=== TEXT SECTION ===
###

Famous British singer and musician Paul Weller has many times announced the readiness to finish his glorious career, yet he has always found a reason to delay it. The 2008 record, 22 Dreams, was a perfect candidate to the role of the singer’s swan song. It was an excellent work comprising most various kinds of music that Weller had worker for during his long career. If he has gone off the stage then, many would have understood this move regarding it as a beautiful end of a beautiful story. Nevertheless, Paul, who has already crossed the half-century mark, apparently, felt that he was capable of making one more worthy record. In the spring of 2010, the British performer delivered the tenth studio full-length named Wake Up The Nation. One should know that it was much more than just a stock of ideas for half a dozen short songs that the singer needed to complete this task. The thing is that recently, Weller has suffered a break up in his personal life and then endured the death of his dearly loved father. These events did not ruin the artist, yet certainly had a tangible impact on his new record.

###

=== INFORMATION SUPPLIED ===
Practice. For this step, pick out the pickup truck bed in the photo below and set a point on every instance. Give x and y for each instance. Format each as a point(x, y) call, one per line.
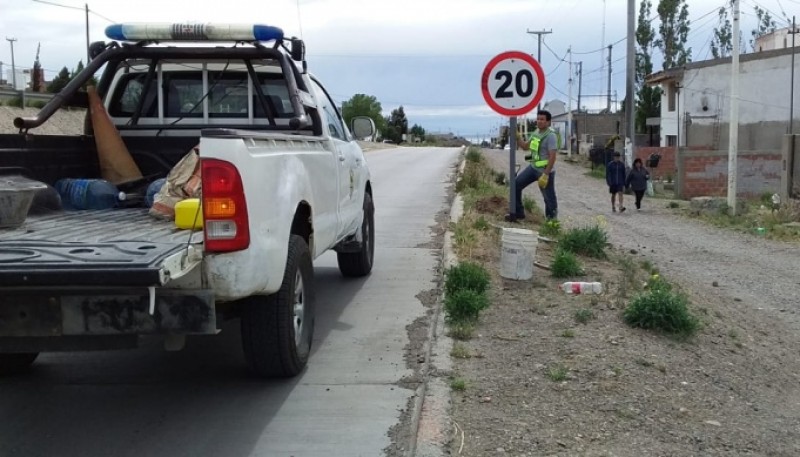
point(92, 248)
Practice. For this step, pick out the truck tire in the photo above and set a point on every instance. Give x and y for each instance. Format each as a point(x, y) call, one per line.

###

=== STATED EXERCISE 1 ===
According to the Paul Weller text, when did Wake Up The Nation come out?
=== STATED EXERCISE 2 ===
In the Paul Weller text, why was 22 Dreams seen as a fitting swan song? Answer in one to three sentences.
=== STATED EXERCISE 3 ===
Write what comes next in the Paul Weller text, picking up after its last sentence.
The lines are separate from the Paul Weller text.

=== EXERCISE ANSWER 1 ===
In the spring of 2010.

=== EXERCISE ANSWER 2 ===
It was an excellent record that gathered most of the different kinds of music Weller had worked on during his long career. Had he left the stage then, many would have seen it as a beautiful end to a beautiful story.

=== EXERCISE ANSWER 3 ===
Small songs from a big heart

Wake Up The Nation is a collection of sixteen minor songs that together last no longer than just forty minutes. The average duration of the included tracks equals barely two minutes and a half. Briefness seems to be the main feature of this work. Paul Weller did not load his new songs with extended lyrics and hard-to-get messages. Moreover, there could be grounds to believe that he spent shortest time writing them. Words seem to slip off the top of his head while the main message they bear is not found in reason or logics, but in the realm of emotions and expression. This should not be a big surprise for this album appears, arguably, the singer’s frankest and sincerest effort of all the records he has presented in the last years. The opening track, Moonshine, conveys this inside tension, tittering on the brink of one’s sanity. No Tears To Cry has the title that clearly implies the state of things when there no more tears left to cry over one’s bereavements. A beautifully named song with just an equally beautiful melody, Andromeda, is a story of a person who is tired of pretending that everything goes fine. While the purpose of the lyrics here is a simple matter, the music is much harder to define. Generally speaking, Wake Up The Nation is a return to British rock of the past decades with quite simple tunes, unsophisticated arranging and sometimes purposeful roughness and rawness of sounding. Of a great interest is the longest track, Trees, that structurally reminds an operatic piece with clearly separate fragments featuring male and female vocals.

Anything else from Paul Weller?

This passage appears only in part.